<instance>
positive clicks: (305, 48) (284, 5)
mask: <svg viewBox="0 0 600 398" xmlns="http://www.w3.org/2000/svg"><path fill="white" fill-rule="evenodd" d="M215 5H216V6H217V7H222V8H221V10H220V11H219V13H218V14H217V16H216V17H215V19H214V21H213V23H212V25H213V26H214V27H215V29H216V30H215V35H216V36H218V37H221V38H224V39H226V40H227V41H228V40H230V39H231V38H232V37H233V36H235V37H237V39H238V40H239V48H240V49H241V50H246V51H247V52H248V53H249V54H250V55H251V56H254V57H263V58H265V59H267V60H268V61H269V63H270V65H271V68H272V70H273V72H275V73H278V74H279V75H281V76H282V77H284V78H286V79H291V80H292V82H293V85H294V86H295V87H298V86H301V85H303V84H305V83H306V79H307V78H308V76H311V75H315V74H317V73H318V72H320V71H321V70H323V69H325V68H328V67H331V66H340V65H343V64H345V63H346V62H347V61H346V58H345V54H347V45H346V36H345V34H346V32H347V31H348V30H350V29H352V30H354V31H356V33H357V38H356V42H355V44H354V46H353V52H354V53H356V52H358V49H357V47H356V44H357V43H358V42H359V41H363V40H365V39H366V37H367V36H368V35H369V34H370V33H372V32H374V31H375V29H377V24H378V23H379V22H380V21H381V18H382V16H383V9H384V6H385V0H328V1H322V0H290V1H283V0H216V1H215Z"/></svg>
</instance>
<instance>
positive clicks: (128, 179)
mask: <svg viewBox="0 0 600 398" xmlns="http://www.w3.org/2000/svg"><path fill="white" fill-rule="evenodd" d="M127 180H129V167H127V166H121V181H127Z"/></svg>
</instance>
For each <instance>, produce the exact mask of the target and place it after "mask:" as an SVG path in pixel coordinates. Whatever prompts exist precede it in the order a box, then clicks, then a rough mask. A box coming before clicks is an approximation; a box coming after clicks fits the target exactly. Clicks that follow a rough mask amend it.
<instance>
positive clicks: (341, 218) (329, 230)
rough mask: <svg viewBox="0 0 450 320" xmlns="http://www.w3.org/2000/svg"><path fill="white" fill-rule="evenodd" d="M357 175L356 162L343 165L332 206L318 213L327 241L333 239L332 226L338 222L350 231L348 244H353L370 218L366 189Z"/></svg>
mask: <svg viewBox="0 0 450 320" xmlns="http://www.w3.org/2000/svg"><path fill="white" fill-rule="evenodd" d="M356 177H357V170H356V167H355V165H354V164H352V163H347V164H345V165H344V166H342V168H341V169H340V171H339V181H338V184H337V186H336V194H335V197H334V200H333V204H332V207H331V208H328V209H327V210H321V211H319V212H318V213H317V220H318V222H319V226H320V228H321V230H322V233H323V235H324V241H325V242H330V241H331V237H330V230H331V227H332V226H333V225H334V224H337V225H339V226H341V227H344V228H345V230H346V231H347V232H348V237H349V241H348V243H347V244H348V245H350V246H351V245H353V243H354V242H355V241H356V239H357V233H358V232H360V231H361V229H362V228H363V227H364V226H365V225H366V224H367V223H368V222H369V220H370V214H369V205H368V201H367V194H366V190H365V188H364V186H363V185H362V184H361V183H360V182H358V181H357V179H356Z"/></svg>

● **Instructions to follow**: Among the records above, repeat exactly the line with "positive clicks: (128, 179)", the line with "positive clicks: (341, 218) (329, 230)", and every line in between, and only those.

● **Answer area**:
positive clicks: (128, 179)
mask: <svg viewBox="0 0 600 398" xmlns="http://www.w3.org/2000/svg"><path fill="white" fill-rule="evenodd" d="M127 180H129V167H127V166H121V181H127Z"/></svg>
</instance>
For each <instance>, produce the exact mask of the target and place it after "mask:" as an SVG path in pixel coordinates. Whatever prompts exist precede it in the order a box, then clicks, then a rough mask. A box coming before clicks is an approximation; a box coming after clicks fits the target exactly. Clicks that follow a rough mask amend it.
<instance>
positive clicks: (341, 218) (329, 230)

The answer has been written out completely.